Homily for Tues after Epiphany, 07 Jan 2025, Mk 6:34-44

Because we are familiar with a two-part Liturgy at Mass that distinguishes between the first part, which we call the Liturgy of the Word and the second part, which we call the Liturgy of the Eucharist, we tend to project it on this narrative about the multiplication of the loaves. We are conditioned to read it also as a two-part narrative: a first part about Jesus teaching the multitude, and a second part about Jesus feeding them. Actually, although the story does indeed begin with Jesus deciding to forego his earlier decision to come away with his disciples and rest a while. It is already compassion that had motivated him to teach them, for they were like sheep without a shepherd. Then when it gets late, out of compassion, he decides to feed them too. But please take note, even the feeding part is still part of the teaching.

Mark is not even telling us in the story what Jesus was teaching the crowds before he decided to feed them too. He simply says, “He taught them many things.” I have a feeling that his teaching had to do with how the kingdom of God is made manifest by our capacity to multiply resources however little they might seem. Now he had to illustrate his teaching in the most practical way possible. But first, he teaches them how not to do it—namely, not by counting the cost immediately and doing the mathematics like the disciples are when they react to Jesus’ suggestion to give the crowd something to eat. I imagine Judas Iscariot saying, “Do we also feed them for free after teaching them for free? By golly, we’ll go bankrupt! ”

Here’s how Jesus teaches them the art of multiplication of resources: firstly,by focusing on what they had, than on what they did not have. (Surely they were not the only ones who were bringing with them some provisions, however little it might be. ) Secondly, instead of making the crowds line up to get something, he makes them sit down in smaller groups, perhaps also to find out what they had with them. In John’s version of this story, the five loaves and two fish are not their own provision. They are rather shared by a little lad. Thirdly, by teaching them to be thankful for what they have, and to partake it with those who had none.

This is exactly what we experienced during the pandemic, remember? How in those times of need, our resources miraculously multiplied through the phenomenon of the community pantries. How, instead of just demanding ayuda, we followed two basic principles: “Magbigay ayon sa kakayanan; kumuha ayon sa pangangailangan.” (Give according to your ability; take according to your need.)
Obviously, when people care only about what to get, not only will they learn not to give, they will even try to get more than they actually need. Perhaps that is why we call the Eucharist a sacrament of love. It is the part where the Lord is still teaching, no longer with words but with his very life—which he allows to be broken like bread. By giving without counting the cost, by finding a different kind of satisfaction by giving of oneself.

The first reading from John calls this the God experience. “Everyone who loves is begotten of God,” he says. Whoever is without love is without God, for God is love.” It is in this way, he says, that God’s love is revealed to us: by the generous self-giving of God in passion and death of Jesus his Son on the cross. By loving us, he teaches us to love. We learn generosity from our generous God, from Christ who lived a generous life.

▶ LISTED ENTRIES:
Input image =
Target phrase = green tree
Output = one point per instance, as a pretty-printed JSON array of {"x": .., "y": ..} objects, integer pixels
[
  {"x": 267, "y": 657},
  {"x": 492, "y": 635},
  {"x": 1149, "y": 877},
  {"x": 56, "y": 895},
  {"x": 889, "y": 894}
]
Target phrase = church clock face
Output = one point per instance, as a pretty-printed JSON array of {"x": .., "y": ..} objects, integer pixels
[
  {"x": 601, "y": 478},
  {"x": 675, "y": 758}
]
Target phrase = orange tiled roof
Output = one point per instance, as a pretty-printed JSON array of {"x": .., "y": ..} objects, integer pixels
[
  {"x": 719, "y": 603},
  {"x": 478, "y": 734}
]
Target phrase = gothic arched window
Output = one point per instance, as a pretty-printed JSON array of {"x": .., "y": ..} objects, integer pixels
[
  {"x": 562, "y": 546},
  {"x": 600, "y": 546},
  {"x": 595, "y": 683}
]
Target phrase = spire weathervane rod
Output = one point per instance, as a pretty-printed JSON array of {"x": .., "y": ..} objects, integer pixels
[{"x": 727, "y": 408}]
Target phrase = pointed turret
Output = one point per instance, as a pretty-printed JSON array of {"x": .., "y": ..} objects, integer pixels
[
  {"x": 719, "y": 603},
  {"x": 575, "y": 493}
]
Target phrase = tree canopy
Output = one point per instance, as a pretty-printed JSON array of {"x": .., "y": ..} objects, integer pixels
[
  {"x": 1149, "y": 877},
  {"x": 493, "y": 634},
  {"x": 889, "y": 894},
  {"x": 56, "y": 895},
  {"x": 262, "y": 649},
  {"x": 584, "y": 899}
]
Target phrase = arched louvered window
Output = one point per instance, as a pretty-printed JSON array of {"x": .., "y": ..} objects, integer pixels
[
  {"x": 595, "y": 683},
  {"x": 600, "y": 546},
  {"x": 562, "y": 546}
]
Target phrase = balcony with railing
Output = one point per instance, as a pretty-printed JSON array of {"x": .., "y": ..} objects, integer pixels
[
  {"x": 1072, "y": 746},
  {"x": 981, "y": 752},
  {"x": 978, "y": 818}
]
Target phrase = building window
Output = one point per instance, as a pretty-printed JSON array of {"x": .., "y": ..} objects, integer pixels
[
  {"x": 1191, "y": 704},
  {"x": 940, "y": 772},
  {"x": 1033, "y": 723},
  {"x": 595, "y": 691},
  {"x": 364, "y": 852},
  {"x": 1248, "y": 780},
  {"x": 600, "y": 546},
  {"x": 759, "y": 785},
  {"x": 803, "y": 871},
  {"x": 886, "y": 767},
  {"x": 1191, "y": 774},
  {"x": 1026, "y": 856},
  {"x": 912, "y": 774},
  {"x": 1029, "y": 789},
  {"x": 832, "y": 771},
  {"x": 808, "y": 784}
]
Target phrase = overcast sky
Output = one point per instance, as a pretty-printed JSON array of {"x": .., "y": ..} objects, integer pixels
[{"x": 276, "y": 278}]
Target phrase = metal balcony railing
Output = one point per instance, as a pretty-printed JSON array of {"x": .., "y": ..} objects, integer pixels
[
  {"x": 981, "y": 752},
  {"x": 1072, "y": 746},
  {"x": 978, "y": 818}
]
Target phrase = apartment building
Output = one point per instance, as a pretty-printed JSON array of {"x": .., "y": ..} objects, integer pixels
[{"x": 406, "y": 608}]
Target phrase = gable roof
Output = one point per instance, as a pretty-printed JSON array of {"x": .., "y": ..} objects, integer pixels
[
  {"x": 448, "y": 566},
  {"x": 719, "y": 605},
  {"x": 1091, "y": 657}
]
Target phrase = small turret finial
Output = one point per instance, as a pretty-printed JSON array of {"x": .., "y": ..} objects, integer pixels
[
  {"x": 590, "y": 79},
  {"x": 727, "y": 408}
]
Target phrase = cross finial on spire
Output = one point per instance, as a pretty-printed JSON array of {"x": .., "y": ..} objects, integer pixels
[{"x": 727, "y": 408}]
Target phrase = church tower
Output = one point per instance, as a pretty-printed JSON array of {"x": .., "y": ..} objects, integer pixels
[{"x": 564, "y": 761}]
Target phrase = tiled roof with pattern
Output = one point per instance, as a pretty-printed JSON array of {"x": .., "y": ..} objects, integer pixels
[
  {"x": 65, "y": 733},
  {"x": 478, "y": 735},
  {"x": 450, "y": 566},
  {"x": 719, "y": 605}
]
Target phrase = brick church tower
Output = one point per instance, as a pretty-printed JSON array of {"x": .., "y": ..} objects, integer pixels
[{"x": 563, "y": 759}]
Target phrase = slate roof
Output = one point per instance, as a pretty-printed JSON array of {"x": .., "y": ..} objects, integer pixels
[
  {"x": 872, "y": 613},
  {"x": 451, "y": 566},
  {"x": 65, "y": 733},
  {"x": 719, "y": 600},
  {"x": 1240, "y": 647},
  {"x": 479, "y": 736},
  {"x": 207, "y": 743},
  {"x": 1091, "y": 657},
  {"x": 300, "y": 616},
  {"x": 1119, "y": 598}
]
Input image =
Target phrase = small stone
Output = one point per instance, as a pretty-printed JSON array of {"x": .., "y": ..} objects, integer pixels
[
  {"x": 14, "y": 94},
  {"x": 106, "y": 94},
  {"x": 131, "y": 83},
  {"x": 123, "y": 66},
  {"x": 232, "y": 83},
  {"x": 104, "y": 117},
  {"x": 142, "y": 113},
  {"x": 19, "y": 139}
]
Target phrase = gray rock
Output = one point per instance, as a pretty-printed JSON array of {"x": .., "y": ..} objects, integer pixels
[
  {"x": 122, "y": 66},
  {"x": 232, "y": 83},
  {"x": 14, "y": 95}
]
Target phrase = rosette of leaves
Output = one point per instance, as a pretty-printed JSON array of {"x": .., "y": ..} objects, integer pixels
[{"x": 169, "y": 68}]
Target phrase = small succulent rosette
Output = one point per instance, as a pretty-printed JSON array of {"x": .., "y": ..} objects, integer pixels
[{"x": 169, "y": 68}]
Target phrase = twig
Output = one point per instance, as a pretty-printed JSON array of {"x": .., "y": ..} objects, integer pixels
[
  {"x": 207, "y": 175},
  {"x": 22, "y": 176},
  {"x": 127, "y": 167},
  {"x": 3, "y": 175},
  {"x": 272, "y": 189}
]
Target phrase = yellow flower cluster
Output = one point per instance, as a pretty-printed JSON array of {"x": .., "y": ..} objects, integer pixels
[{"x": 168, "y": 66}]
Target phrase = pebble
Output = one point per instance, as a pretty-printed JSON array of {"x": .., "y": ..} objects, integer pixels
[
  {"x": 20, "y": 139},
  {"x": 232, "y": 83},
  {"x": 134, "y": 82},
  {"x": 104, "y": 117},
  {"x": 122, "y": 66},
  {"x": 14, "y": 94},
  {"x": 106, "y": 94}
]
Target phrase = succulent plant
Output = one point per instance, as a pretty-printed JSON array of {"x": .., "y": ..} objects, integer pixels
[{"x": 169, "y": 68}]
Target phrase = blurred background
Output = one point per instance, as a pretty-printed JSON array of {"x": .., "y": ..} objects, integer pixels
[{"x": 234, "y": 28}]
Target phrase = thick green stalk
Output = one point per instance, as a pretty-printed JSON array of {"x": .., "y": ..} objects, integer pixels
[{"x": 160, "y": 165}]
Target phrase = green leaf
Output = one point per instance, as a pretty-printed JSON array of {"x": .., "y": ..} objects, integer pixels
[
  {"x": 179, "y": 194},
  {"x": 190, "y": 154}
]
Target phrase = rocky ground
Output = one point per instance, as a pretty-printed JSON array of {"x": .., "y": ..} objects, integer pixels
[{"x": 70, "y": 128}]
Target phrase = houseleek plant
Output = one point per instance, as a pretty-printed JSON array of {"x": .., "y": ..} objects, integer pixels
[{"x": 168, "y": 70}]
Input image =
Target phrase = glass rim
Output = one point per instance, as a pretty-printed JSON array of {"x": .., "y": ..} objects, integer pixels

▶ EXERCISE AIM:
In one to three sentences, explain why, according to the homily, we tend to read the story of the multiplication of the loaves as a two-part narrative.

▶ ANSWER FOR THIS EXERCISE:
We are familiar with the two-part Liturgy at Mass, which separates the Liturgy of the Word from the Liturgy of the Eucharist. We project that structure onto the story and are conditioned to read it as a first part about Jesus teaching the multitude and a second part about Jesus feeding them.